■ WORK INSTRUCTION ■
Write an exact copy of the entries below that leaves out all pictures.

■ DATASET RECORDS ■
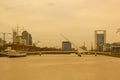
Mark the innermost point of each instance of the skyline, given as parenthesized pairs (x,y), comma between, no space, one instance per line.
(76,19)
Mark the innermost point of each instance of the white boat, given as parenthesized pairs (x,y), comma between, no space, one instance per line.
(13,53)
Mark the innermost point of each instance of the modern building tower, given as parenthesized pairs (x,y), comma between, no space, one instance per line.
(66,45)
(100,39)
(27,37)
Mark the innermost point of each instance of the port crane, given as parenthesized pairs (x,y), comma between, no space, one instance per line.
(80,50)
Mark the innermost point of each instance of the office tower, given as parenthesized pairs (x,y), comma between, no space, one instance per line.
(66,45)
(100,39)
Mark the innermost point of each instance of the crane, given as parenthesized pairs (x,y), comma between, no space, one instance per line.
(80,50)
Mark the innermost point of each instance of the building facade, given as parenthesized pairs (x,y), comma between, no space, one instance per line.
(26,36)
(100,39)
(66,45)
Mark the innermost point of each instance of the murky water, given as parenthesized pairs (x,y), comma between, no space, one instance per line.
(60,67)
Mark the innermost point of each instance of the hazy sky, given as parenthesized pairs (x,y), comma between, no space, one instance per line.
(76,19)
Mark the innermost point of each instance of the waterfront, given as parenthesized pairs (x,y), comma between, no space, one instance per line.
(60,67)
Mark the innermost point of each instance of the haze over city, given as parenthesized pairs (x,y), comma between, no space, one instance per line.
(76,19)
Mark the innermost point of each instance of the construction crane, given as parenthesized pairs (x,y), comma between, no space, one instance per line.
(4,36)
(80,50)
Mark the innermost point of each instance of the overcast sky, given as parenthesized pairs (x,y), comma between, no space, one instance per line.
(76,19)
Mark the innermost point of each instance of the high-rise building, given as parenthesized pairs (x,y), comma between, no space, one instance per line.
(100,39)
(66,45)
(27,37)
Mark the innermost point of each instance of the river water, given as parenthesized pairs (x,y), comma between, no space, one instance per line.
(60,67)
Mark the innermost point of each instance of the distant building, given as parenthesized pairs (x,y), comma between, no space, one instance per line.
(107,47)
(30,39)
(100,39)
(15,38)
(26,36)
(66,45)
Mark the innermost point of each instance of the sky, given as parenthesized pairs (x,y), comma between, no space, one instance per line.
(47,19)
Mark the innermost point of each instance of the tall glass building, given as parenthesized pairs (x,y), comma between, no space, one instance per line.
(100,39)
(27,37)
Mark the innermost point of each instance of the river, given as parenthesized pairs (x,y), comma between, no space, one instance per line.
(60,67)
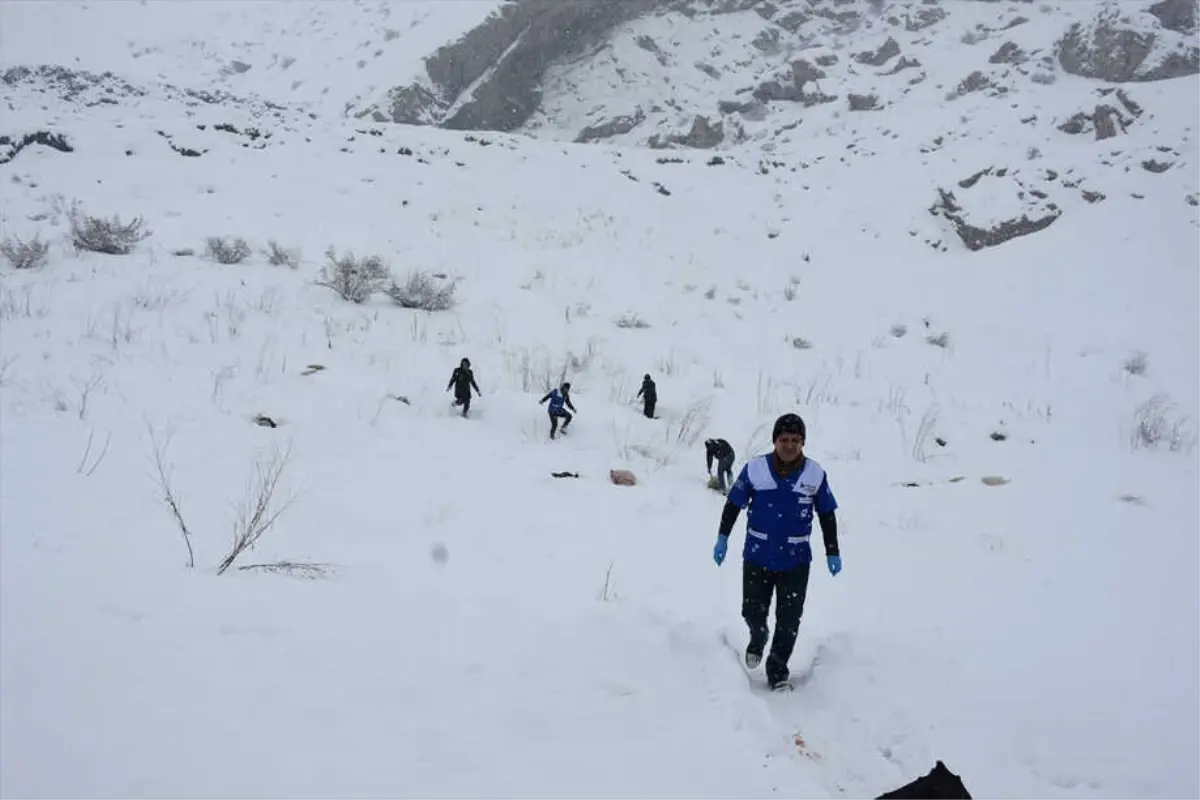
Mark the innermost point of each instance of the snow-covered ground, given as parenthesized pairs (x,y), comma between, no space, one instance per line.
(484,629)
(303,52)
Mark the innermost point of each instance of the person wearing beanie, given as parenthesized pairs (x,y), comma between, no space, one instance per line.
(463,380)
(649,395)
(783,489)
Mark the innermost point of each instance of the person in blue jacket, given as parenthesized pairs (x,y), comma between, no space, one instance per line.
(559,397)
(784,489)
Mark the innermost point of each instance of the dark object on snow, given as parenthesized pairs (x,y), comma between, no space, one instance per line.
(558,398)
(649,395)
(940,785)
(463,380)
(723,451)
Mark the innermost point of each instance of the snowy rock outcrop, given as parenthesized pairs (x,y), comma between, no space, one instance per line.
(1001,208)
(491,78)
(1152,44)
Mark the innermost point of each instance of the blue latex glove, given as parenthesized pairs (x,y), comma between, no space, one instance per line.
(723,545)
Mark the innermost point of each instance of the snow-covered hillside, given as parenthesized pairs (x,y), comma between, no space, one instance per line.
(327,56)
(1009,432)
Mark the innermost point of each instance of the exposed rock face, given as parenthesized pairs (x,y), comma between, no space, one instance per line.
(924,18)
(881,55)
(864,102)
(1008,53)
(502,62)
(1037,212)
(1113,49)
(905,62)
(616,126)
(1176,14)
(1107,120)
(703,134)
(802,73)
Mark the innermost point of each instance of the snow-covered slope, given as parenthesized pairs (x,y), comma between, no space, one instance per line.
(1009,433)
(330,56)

■ ANSWER BOX ■
Mark the innermost point of each instance of the skyline, given as parenthesized pairs (x,y), comma between, no space, one instance per line.
(76,19)
Mark the innermost point of each instance of the white boat, given as parenthesized pairs (x,y), comma between, no space, one instance per line.
(13,53)
Mark the innermost point of each instance of the modern building tower, given as parenthesized pairs (x,y), comma between, no space, one instance per line.
(66,45)
(100,39)
(27,37)
Mark the innermost point of each instance of the port crane, given as parenthesized pairs (x,y), comma between, no space, one instance per line.
(80,50)
Mark the innermost point of each instance of the office tower, given as parenthesized pairs (x,y), comma between, no space, one instance per line.
(66,45)
(100,39)
Mark the innermost point of each instance of the crane, given as parenthesized pairs (x,y), comma between, no space, one instance per line.
(80,50)
Mark the innermost point of each instance of the building facade, given as parenthesized pairs (x,y), comma between, no space, one instance per line.
(26,36)
(100,39)
(66,45)
Mark the innermost point of each instance of the murky water, given as parenthesized pairs (x,y), comma between, no space, one instance per line.
(60,67)
Mark the innermost point of each instance of the hazy sky, given as parenthesized pairs (x,y), comma between, no space, one instance per line.
(76,19)
Mark the innermost point of each instance of the waterfront, given as parenthesized pairs (x,y), comma between, no space, one instance per line.
(60,67)
Mark the innermost point of each instance of the haze over city, given as parenthesized pairs (x,y), comma between, no space, one instance per line.
(76,19)
Mark the innermost point of each instance of the construction crane, given as parenthesized pairs (x,y), comma between, no space, one instance per line.
(4,36)
(80,50)
Mark the innermost point of each instance of the overcast sky, given as parenthesized pairs (x,y), comma between, no space, one instance per line.
(76,19)
Mark the innermost point of each instance of the high-rise building, given as parenthesized pairs (x,y), comma between, no space, one instance per line.
(100,39)
(66,45)
(27,37)
Mark the innermost point of each instance of the river water, given as parenthesized pairs (x,y), comma between, no space, one instance per line.
(60,67)
Mark the innermost point of each instance of the distant building, given as parenthesized pairs (x,y), comma between, no space, one instance per line.
(107,47)
(30,39)
(100,39)
(15,38)
(26,36)
(66,45)
Mark the innermost point of each instance of the sky, given as parenthesized pairs (x,y), comma between, no space, one instance per line.
(47,19)
Mark the innermost point of each instance of the tall glass building, given as parenthesized pairs (x,y), comma between, no space, one instance per line.
(100,39)
(27,37)
Mark the innermost point of each instance of the river, given as parenthesized pairs (x,y), comma between, no space, one instance per line.
(60,67)
Mark the innermost point of each instance of the snow-covered ground, given as parenthesized pairs (x,y), comma between, no space, one instance per line.
(484,629)
(303,52)
Mark the innermost point of each instance of the person wearing beanie, given as parenthesized pairs (x,y), comma between, no space, one instance per line.
(463,380)
(649,395)
(783,489)
Mark the innermost point of each instance of the person in blue jacket, given as parenthesized pairs (x,y), comma between, no space, one instance per line.
(559,397)
(784,489)
Mark the innermost point of each instance of the dark object on snow, given as parenthesized pairs (x,y), comma between, no space, one instance per line.
(558,398)
(649,395)
(940,785)
(463,380)
(723,451)
Mark the innermost point of each instance of the snowy rock outcrop, given as parenthesized pairs (x,y), comma between, no space, one instance per line.
(1001,208)
(491,78)
(1152,44)
Mark the innermost point of each instance of the blue latex glove, given as parenthesized pairs (x,y), comma between, no space, one instance per line.
(723,545)
Mark the innermost point of each instance of the snow-covered hillside, given as parenthesized pairs (x,y), comma between, no space, one instance per line.
(327,56)
(1009,432)
Mark the innermost point of each instance of the exposed rock face, given as parenthesized pairs (x,y), comma between, no space, one instance per line.
(924,18)
(881,55)
(864,102)
(1008,53)
(502,62)
(1037,212)
(1113,49)
(905,62)
(616,126)
(1176,14)
(1107,120)
(703,134)
(802,73)
Mark the innermost point of each instance of the snow-covered slope, given as parenthesized pairs (x,y), comma between, no space, one instance per line.
(1009,433)
(330,56)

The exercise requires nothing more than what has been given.